> **Ejercicio propuesto 1**: Indica de qué palabra alemana viene la "vitamina B" mencionada en la entrevista.
> **Ejercicio propuesto 2**: Reproduce textualmente el fragmento de la entrevista que comienza con las palabras "Crítica: Entre todas" y termina con "de ser mujer?".

> **Texto de la página**:
Crítica: Entre todas las actividades que usted realiza (profesora, investigadora, escritora, académica), ¿hay alguna en la que le haya resultado especialmente difícil abrirse paso por el hecho de ser mujer?

Adela Cortina: Afortunadamente, no. Según mi experiencia, los alumnos aprecian exactamente igual a profesores y profesoras, dirijo proyectos de investigación competitivos desde hace décadas con un excelente grupo de trabajo y los libros han tenido muy buena acogida. A mi juicio, en el ámbito académico, generalmente, las desigualdades injustas entre los profesionales no se producen tanto por ser mujer o varón como por contar o no con el respaldo de algún grupo de poder. Dicen los alemanes que cualquier empresa triunfa con ayuda de la vitamina B, que en este caso viene de la palabra Beziehungen, es decir, “relaciones”. En el mundo académico, como en tantos otros, alcanzar metas legítimas es mucho más difícil cuando no se cuenta desde el comienzo con apoyos. Entiendo que las Unidades de Igualdad deberían ser valerosas y hacer frente a ese tipo de desigualdades, que son las reales.

> **Listado mostrado**:
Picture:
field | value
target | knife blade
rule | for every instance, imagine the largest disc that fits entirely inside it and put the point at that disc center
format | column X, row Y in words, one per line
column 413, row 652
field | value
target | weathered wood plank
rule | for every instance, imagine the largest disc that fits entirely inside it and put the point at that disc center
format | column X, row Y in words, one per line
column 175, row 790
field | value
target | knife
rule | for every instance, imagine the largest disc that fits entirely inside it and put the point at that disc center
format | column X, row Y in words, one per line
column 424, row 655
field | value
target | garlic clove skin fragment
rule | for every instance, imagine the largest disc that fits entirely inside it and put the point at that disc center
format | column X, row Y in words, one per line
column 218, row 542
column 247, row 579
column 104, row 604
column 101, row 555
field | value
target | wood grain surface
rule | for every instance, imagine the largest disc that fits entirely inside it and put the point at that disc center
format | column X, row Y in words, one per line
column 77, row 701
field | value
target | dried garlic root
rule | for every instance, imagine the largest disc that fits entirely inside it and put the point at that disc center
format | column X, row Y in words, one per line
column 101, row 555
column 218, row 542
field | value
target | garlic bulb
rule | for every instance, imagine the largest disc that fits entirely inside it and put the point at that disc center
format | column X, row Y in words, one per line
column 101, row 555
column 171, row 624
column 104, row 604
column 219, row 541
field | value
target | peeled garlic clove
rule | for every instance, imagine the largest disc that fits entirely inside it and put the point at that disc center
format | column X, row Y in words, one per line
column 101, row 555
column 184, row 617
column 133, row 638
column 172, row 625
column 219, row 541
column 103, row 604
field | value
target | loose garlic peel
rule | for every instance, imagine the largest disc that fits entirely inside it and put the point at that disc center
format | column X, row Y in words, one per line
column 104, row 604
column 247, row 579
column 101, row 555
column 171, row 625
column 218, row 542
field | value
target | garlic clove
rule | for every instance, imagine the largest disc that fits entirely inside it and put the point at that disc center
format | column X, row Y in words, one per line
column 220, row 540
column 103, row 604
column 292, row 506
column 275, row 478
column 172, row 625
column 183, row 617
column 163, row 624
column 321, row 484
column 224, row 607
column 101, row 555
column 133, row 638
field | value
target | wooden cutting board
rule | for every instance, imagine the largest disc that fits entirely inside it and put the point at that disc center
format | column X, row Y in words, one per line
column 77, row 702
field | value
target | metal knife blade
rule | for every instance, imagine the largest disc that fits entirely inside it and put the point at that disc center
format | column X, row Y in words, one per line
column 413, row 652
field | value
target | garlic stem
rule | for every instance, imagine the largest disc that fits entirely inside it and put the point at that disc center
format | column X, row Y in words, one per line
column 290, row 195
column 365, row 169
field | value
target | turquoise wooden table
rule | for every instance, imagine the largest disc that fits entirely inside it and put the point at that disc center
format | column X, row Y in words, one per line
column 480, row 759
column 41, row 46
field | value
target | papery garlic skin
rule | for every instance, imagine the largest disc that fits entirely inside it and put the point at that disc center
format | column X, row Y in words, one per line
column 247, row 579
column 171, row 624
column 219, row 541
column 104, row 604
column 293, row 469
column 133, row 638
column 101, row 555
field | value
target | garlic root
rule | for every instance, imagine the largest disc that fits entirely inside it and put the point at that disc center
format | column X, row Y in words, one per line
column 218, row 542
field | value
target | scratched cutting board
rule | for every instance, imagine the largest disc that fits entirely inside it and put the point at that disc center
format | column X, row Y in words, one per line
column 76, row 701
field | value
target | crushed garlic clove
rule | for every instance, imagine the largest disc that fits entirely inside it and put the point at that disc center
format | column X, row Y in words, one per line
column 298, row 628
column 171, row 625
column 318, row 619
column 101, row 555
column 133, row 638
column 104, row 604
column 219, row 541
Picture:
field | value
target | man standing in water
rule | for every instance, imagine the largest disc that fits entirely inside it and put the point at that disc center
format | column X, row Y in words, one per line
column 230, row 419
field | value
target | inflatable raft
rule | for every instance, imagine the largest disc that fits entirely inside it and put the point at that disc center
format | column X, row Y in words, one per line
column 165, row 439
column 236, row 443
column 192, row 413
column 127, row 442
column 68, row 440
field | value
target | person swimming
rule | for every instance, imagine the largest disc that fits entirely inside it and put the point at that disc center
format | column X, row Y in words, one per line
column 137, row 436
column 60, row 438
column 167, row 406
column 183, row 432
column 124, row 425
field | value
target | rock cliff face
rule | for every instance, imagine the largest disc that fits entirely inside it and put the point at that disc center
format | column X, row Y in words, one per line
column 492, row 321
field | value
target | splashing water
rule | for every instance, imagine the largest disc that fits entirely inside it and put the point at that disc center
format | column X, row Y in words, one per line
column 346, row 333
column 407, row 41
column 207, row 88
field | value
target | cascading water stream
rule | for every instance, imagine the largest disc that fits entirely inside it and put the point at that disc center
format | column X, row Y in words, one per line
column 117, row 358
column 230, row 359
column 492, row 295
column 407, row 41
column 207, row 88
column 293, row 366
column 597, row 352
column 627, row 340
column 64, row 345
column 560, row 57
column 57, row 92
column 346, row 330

> **Respuesta esperada 1**: De la palabra Beziehungen, es decir, "relaciones".

> **Respuesta esperada 2**:
Crítica: Entre todas las actividades que usted realiza (profesora, investigadora, escritora, académica), ¿hay alguna en la que le haya resultado especialmente difícil abrirse paso por el hecho de ser mujer?